Tarea asignada:
Según el texto sobre el obispo de Cuenca, ¿qué cargo ocupó en la Conferencia Episcopal Española y durante qué años?

Texto proporcionado:
+--
Septuagésimo obispo de Cuenca (1973-1996), diócesis en la que hizo su entrada el 17 de junio de 1973, tras un largo período sin responsabilidades pastorales, al haber estado varios años en una curiosa situación no laboral, la de un obispo sin diócesis. Teólogo, filósofo e historiador del Arte, estas cualidades de su personalidad quedaron oscurecidas por sus posiciones ideológicas de tendencias conservadoras tanto en el ámbito de la moral como en el terreno político.
Fue ordenó sacerdote el 15 de octubre de 1944, en la catedral de Lugo, en ceremonia oficiada por el obispo de esta diócesis, Rafael Balanza Navarro, tras haber hecho los estudios de Latín y Humanidades en el seminario de Santiago de Compostela, completándolos con los de Teología en la Universidad Gregoriana (Roma), entre 1940 y 1943, haciendo el doctorado en la Pontificia de Salamanca. Antes, durante la guerra civil, sirvió como soldado voluntario en los frentes de Sierra Espadán, en el Batallón 198 de la 108 División, Cuerpo de Ejército de Galicia, permaneciendo seis meses en el frente, en una unidad de ametralladora, antes de volver con su unidad a El Ferrol. En la ciudad compostelana inició sus actividades sacerdotales, como profesor del seminario diocesano (en las disciplinas de Historia de la Filosofía, Teología Dogmática y Sagrada Escritura) y más tarde como canónigo de la catedral (1951-1964), si bien residió largas temporadas en Roma en los años 1955, 1956 y 1959 para realizar ampliación de sus estudios de Teología. Durante ese periodo fue consiliario de la juventud universitaria de Acción Católica.
Teólogo consultor del episcopado español en el Concilio Vaticano II (1962-1964), considerado como un hombre abierto y dialogante, con actitudes que en ese momento le merecieron el calificativo de progresista, destacó notablemente en las sesiones del concilio, de donde volvió enriquecido por un extraordinario prestigio. En especial, fue notable su aportación sobre ateísmo y marxismo en la discusión de la constitución «Gaudium et Spes», que habría de significar un importante avance en la apertura de la Iglesia Católica hacia otros conceptos filosóficos y políticos. Fue nombrado obispo auxiliar de Madrid (titular de Mutia) el 15 de junio de 1964 y consagrado en la catedral de Santiago de Compostela el 26 de julio del mismo año, en una ceremonia en la que ofició el cardenal Fernando Quiroga Palacios, arzobispo compostelano, asistido por Casimiro Morcillo González, arzobispo de Madrid y por Miguel Novoa Fuente, obispo titular de Chytri y auxiliar de Santiago. Ya investido con la dignidad episcopal volvió a ocuparse de las tareas conciliares durante los dos años siguientes. De Inmediato se incorporó a la Conferencia Episcopal Española, recién constituida entonces que le eligió como secretario (1966-1972) y en cuyo nombre asistió al primer Sínodo de Obispos, en 1967.
+--
(Líneas de datos)
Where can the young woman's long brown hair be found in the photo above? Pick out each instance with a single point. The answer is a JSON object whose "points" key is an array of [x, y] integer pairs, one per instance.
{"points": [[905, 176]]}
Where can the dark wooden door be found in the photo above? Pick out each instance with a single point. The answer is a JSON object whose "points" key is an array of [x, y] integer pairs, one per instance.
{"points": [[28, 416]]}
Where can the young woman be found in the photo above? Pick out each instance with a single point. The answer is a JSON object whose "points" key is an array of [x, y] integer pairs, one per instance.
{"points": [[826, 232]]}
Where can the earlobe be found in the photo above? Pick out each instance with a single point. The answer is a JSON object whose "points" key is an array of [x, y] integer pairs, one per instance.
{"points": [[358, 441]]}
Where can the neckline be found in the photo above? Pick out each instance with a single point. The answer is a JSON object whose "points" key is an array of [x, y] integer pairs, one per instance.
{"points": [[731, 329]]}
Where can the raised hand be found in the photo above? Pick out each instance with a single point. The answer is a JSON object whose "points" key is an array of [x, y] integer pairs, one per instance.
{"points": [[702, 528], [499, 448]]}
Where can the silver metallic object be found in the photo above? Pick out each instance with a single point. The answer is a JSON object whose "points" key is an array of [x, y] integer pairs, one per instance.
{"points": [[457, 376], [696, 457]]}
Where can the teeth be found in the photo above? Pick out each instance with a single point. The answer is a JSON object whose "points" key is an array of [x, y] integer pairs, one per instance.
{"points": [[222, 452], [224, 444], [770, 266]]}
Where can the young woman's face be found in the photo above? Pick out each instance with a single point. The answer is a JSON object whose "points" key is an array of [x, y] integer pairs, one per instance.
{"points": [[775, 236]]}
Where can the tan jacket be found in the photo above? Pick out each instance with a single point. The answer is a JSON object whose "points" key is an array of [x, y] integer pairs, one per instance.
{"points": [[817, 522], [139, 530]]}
+--
Respuesta del ejercicio:
Fue secretario de la Conferencia Episcopal Española entre 1966 y 1972.